Direction: Can you pull out every line in the records below that contains the string "snow"? Treat uppercase and lowercase as different.

-- start Provided material --

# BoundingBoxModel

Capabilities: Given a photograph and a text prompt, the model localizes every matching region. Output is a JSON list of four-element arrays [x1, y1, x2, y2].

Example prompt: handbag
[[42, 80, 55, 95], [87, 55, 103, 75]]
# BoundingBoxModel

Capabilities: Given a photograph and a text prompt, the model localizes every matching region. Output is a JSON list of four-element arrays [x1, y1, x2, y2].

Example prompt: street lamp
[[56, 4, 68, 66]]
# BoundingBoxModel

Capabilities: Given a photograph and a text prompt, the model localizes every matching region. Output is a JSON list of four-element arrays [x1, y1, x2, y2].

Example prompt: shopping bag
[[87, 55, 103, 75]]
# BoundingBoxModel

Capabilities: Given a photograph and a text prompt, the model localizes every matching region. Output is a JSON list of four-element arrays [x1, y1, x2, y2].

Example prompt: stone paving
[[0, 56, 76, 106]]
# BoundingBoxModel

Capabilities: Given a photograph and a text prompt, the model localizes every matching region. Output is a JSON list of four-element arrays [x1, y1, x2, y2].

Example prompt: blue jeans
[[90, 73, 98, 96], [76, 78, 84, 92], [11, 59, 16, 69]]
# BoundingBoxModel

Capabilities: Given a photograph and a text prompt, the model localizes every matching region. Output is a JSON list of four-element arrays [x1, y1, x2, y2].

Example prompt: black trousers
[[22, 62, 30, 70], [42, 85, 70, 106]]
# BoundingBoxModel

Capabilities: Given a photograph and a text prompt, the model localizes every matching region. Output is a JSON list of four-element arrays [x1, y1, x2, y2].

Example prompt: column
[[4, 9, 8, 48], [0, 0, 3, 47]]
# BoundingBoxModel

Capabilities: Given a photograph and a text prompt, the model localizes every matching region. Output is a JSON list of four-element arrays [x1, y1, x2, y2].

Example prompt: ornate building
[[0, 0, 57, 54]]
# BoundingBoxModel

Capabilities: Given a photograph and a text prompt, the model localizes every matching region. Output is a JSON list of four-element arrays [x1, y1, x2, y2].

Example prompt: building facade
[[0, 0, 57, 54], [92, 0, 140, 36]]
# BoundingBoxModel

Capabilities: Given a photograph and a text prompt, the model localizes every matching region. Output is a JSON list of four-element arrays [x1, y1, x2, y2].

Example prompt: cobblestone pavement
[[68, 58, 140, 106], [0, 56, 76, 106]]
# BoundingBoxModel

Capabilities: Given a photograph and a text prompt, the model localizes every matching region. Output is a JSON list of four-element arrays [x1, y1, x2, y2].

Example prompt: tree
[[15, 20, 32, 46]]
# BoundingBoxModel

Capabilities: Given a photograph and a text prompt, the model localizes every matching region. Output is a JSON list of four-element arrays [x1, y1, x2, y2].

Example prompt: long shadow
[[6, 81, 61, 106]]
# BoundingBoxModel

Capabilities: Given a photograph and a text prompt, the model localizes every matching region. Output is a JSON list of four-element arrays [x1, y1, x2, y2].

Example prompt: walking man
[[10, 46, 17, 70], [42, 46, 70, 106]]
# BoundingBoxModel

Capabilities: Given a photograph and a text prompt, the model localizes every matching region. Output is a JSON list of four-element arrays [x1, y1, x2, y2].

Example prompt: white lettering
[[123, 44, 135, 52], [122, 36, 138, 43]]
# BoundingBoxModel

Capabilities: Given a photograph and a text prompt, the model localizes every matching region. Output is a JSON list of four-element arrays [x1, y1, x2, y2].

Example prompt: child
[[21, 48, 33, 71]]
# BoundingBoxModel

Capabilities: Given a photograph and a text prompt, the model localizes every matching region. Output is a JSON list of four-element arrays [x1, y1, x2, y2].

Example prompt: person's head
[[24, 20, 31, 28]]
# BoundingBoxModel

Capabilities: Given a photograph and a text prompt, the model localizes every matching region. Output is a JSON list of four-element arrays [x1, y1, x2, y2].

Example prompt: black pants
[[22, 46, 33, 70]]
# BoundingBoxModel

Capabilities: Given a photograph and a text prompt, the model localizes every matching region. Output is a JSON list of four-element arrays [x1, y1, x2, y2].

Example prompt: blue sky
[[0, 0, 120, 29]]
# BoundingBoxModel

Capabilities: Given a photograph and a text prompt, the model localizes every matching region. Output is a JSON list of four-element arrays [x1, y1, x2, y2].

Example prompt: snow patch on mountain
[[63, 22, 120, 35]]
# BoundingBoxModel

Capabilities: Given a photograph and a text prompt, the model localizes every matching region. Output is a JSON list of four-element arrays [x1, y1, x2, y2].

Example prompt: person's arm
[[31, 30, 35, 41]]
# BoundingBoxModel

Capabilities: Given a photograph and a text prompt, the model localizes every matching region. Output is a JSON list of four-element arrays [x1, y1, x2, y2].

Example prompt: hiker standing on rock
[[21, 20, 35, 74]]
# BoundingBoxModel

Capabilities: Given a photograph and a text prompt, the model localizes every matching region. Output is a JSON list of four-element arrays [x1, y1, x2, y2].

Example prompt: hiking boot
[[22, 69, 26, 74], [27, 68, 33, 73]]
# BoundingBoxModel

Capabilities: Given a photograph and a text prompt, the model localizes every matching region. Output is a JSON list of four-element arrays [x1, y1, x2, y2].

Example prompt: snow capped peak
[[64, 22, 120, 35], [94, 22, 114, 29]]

-- end Provided material --

Task response:
Example prompt: snow patch on mountain
Example prompt: snow capped peak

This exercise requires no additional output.